* [WHAT NEEDS TO BE DONE]:
Give the data again from the start through the line containing "<point>76,381</point>", swapping "eyeglasses" for "glasses" and changing nothing else. Leave the pictures out of your answer.

* [RECORDS SHOWN]:
==*==

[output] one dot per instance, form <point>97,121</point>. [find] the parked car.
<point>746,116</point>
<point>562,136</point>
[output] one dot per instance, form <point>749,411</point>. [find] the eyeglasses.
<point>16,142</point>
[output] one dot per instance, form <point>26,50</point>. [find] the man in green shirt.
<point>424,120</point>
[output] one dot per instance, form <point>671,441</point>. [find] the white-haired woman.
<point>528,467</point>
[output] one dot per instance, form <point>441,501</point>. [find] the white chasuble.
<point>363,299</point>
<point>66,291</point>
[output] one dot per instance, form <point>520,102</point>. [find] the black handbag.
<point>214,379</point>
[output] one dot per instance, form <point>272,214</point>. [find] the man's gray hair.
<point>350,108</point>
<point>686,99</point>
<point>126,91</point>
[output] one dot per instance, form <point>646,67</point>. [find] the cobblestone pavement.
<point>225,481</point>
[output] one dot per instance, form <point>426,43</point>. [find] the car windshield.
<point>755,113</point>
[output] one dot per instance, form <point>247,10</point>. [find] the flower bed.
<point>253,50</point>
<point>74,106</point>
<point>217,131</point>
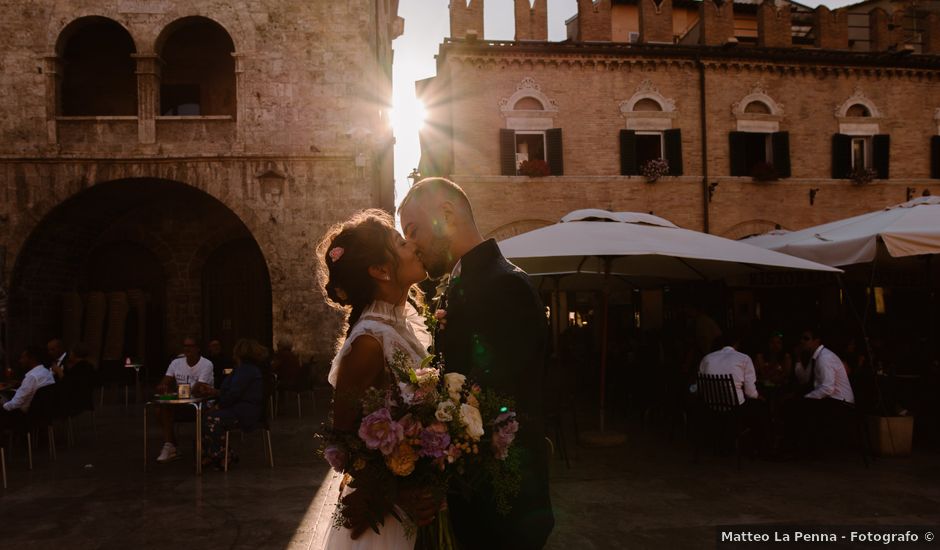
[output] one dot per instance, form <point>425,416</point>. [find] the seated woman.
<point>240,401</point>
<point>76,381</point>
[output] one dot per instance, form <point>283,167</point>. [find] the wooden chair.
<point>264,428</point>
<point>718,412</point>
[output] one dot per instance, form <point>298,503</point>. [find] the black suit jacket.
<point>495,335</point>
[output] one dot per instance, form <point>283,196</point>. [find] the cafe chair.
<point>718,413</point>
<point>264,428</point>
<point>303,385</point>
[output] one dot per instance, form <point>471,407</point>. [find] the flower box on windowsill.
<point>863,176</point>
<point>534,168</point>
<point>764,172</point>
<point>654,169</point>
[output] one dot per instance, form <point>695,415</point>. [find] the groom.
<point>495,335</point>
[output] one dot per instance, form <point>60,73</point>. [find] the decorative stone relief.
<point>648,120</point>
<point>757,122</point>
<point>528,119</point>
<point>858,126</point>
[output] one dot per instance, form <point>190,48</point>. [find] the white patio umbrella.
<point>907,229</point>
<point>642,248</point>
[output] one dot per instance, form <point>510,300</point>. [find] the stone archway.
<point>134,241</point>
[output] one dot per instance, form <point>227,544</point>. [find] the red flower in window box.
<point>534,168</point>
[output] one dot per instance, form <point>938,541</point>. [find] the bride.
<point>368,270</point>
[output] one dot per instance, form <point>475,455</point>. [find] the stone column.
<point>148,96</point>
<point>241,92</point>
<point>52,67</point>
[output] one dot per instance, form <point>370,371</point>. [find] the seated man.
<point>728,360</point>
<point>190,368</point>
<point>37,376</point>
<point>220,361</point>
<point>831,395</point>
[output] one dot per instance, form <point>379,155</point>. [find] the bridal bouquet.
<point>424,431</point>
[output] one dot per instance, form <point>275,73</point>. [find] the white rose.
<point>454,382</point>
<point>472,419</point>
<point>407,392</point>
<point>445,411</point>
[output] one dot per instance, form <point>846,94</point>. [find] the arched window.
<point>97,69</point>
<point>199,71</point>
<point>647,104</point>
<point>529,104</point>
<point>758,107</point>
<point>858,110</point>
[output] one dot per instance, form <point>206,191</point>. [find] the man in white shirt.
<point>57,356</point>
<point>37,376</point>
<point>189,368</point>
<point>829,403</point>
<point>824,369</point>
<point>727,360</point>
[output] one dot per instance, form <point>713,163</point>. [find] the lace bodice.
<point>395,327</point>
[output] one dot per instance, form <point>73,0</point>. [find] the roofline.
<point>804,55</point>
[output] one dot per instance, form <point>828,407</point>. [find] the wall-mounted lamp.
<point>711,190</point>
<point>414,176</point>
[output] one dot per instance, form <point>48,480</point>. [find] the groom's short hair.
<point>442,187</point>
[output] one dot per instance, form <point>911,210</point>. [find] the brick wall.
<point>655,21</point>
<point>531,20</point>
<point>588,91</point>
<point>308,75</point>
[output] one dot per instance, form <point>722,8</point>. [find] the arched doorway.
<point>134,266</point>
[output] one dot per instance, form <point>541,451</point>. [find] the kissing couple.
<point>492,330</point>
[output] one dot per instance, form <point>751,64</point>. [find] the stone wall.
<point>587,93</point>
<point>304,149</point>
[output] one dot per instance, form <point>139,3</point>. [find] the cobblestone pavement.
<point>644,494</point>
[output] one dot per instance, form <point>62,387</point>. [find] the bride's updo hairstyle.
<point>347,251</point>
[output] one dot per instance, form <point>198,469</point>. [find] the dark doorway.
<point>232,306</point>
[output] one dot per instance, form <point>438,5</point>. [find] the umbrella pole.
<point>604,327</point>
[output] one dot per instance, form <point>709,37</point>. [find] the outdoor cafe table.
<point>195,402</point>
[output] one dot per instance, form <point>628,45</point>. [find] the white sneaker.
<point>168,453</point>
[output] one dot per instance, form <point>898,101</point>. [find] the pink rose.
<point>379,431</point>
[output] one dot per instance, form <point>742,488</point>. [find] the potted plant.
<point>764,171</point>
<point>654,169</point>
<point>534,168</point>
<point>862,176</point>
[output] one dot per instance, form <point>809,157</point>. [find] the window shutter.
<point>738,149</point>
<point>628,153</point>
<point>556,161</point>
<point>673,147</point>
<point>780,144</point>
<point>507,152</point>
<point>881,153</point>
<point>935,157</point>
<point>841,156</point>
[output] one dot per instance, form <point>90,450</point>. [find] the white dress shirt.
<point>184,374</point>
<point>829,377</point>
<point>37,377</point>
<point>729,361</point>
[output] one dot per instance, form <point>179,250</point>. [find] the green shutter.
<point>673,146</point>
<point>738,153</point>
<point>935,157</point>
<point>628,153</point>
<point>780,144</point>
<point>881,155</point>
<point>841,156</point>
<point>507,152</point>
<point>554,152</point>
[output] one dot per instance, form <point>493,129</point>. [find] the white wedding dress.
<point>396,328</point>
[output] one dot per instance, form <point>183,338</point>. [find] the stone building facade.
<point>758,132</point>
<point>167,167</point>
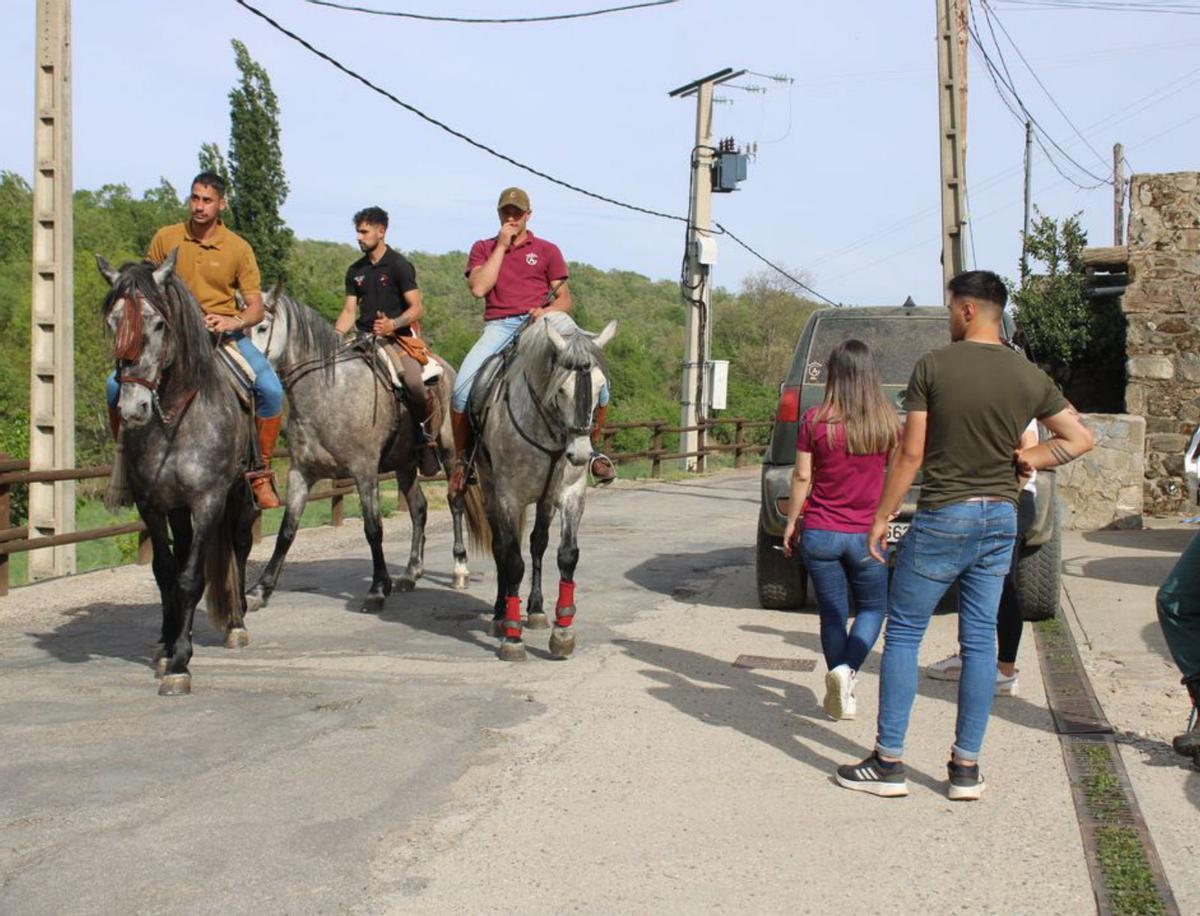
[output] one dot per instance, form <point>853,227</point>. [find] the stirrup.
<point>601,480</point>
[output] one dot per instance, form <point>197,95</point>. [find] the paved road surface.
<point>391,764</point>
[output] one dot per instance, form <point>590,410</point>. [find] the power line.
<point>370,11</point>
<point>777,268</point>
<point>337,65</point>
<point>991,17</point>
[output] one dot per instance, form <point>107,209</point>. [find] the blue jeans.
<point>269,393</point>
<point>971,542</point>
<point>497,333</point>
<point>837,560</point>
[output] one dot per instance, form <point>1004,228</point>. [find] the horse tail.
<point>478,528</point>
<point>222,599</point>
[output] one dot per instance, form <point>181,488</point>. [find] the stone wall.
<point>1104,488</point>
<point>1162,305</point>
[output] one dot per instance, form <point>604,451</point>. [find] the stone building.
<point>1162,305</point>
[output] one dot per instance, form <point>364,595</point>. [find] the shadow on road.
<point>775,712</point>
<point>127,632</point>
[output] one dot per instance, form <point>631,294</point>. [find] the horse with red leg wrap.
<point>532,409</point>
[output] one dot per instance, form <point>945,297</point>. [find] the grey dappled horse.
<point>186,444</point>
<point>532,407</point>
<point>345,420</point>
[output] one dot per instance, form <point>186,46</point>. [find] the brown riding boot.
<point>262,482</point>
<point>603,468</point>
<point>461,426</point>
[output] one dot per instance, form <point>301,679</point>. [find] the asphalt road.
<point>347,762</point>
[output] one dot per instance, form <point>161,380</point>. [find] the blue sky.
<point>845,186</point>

==*==

* [TASK OUTPUT]:
[output] one dot per instance, form <point>97,121</point>. [find] the parked car.
<point>746,116</point>
<point>562,136</point>
[output] one dot per instance, form <point>749,411</point>. [find] the glasses.
<point>16,142</point>
[output] one dot per instance, form <point>26,50</point>. [find] the man in green shirt.
<point>424,120</point>
[output] one dot per instance, form <point>671,441</point>. [find] the white-haired woman.
<point>528,467</point>
[output] one dot per instance, form <point>441,501</point>. [find] the white chasuble.
<point>363,299</point>
<point>66,291</point>
[output] one dot per instance, form <point>520,102</point>. [find] the black handbag.
<point>214,379</point>
[output] one dot per instance, form <point>272,214</point>. [find] the man's gray hair.
<point>350,108</point>
<point>686,99</point>
<point>126,91</point>
[output] one dot per instance, form <point>646,67</point>. [find] the cobblestone pavement.
<point>225,481</point>
[output] one dot per instance, form <point>426,43</point>. [find] the car windshield.
<point>755,113</point>
[output] one dot per instance, form <point>247,10</point>. [find] the flower bed.
<point>253,50</point>
<point>74,106</point>
<point>217,131</point>
[output] one dot per instance, form <point>425,416</point>. [find] the seated woman.
<point>240,401</point>
<point>76,381</point>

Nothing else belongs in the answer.